### Instrucciones
(A) Copia el pasaje del texto del orfeón que arranca en "Rufo Lobanillo es" y acaba en "y hacer flores.", sustituyendo "comedias" por "zarzuelas".
(B) Convierte en una lista breve el párrafo del texto del orfeón que empieza "Mi vecino D. Rufo Lobanillo", sin perder sus datos principales.
(C) Escribe la continuación del texto del orfeón a partir de su última frase.

### Texto propuesto

Dedicatoria.
—¿Qué te
parece Zúñiga si le dedicamos esta entrada del blog a mi hermano Juan y a sus
compañeros del orfeón de veteranos del Ejército?
—¿El orfeón de
veterinarios del Ejército?
—No, Zúñiga,
veteranos, ve-te-ra-nos….
—Ah, sí, por
supuesto.
Introducción.
Regresa Zúñiga
al tema de la música como telón de fondo de su historia. Esta vez para dar
cobertura a un maniático que nos dice es de primer orden, o sea, como si
dijéramos de primera división y como siempre de su mano aprenderemos o
recordaremos palabras, expresiones, cosas, lugares, hechos o personas.
Conozcamos al tipo raro del orfeón.
VII.- El del orfeón.
Mi vecino D.
Rufo Lobanillo es un maniático de primer orden. Un año le dio por dar paseos
largos, y en un solo día recorrió siete pueblos a pie. Otra vez le dio por
sacar fotografías, otras por representar comedias, y el año pasado, en fin, por
guisar y hacer flores.

### Muestras de datos

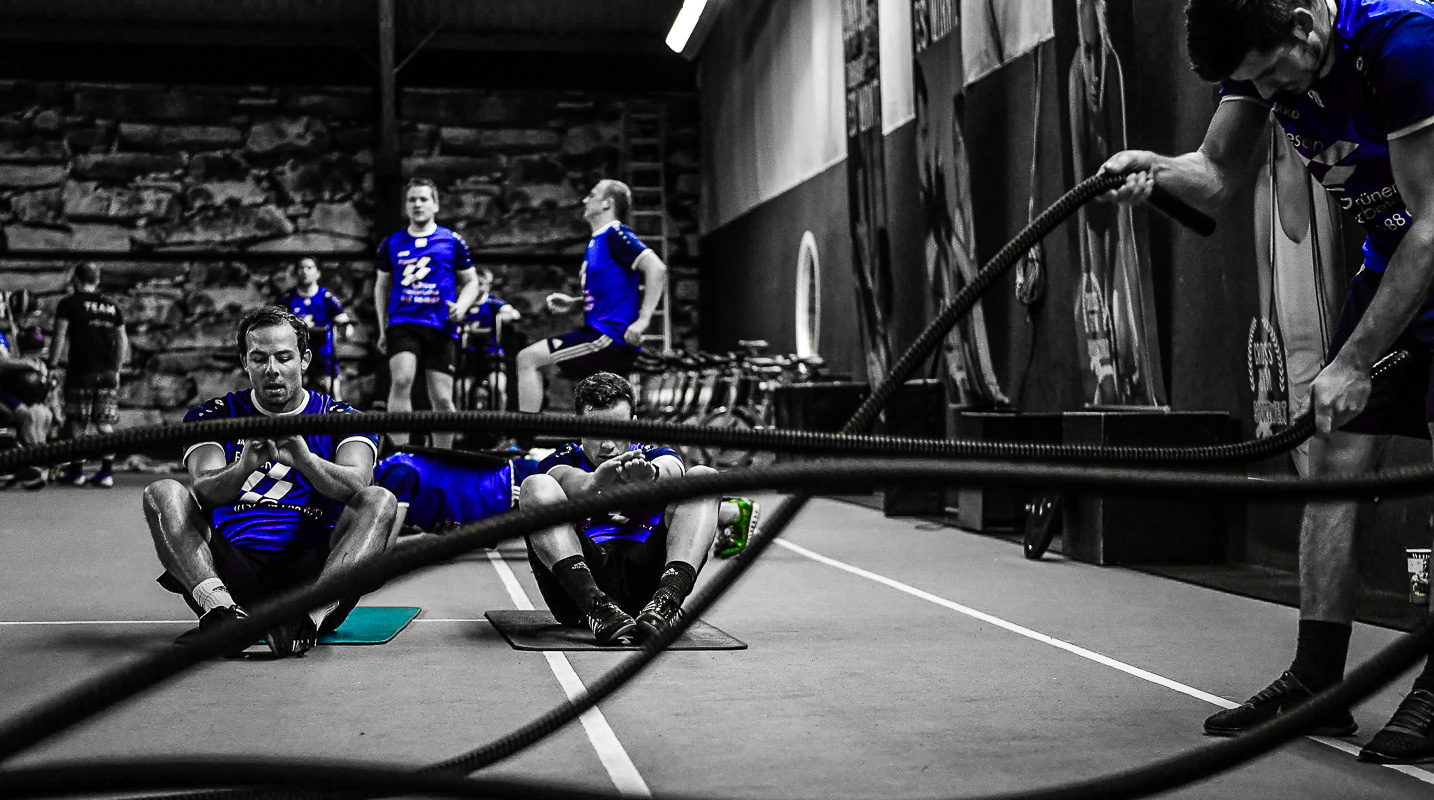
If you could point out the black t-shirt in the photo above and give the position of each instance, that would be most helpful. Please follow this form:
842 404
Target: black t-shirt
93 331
==
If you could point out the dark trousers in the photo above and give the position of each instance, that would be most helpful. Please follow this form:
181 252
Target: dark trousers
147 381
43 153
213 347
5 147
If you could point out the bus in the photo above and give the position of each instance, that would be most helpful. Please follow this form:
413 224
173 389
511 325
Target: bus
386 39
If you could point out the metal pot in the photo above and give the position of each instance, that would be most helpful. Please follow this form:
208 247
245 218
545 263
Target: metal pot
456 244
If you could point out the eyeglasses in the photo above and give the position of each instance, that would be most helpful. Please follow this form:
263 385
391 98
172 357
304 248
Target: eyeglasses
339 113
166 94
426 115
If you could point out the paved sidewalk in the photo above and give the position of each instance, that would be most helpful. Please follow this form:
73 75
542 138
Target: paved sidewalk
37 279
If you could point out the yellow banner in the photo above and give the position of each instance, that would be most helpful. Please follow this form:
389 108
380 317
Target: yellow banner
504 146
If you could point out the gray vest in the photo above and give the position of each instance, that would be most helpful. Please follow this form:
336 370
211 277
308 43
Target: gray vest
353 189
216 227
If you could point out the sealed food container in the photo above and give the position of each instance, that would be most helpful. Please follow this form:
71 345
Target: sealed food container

### Respuestas
(A)
Rufo Lobanillo es un maniático de primer orden. Un año le dio por dar paseos
largos, y en un solo día recorrió siete pueblos a pie. Otra vez le dio por
sacar fotografías, otras por representar zarzuelas, y el año pasado, en fin, por
guisar y hacer flores.

(B)
- D. Rufo Lobanillo, el vecino, es un maniático de primer orden.
- Un año le dio por dar paseos largos y en un solo día recorrió siete pueblos a pie.
- Otra vez le dio por sacar fotografías.
- Otras veces le dio por representar comedias.
- El año pasado le dio por guisar y hacer flores.

(C)
Este año le ha
tocado el turno a la organización de un orfeón. Se ha dedicado a las voces, sin
salir de la vecindad; en ella tiene reunidos los necesarios elementos, y debido
a las condiciones filarmónicas que Dios le ha dado, y al entusiasmo con que ha
tomado su postrera manía, el éxito corona los esfuerzos del buen señor.
El personal
del orfeón es variado y hasta pintoresco.
En el grupo de
bajos figuran el sereno, la portera, un beneficiado de la Catedral, dos
capitanes que viven en el segundo, y un constructor de jaulas para grillos que
habita en el sotabanco del centro.
Los tenores
son numerosos y distinguidos; entre ellos recuerdo al dependiente de la taberna
de abajo; un profesor de inglés, inquilino del tercero; los hijos de doña Pía,
que parecen dos ruiseñores desmejorados; el magistrado del principal, que es el
primer barítono de la Audiencia, y un sastre que habita en el piso bajo, aunque
no lo suele pagar.
También D.
Rufo quiso meterme a mí en la combinación; pero me dejó en paz en cuando se
convención de que tengo menos voz que un bizcocho de canela. Lo único que yo
hago, sin querer, es trinar cuando ellos cantan.
El lugar
destinado para academia es el patio de la casa. Los orfeonistas se colocan
alrededor de un pozo, sobre cuyo brocal se encarama D. Rufo, batuta en mano, y
allí ensayan que se las pelan.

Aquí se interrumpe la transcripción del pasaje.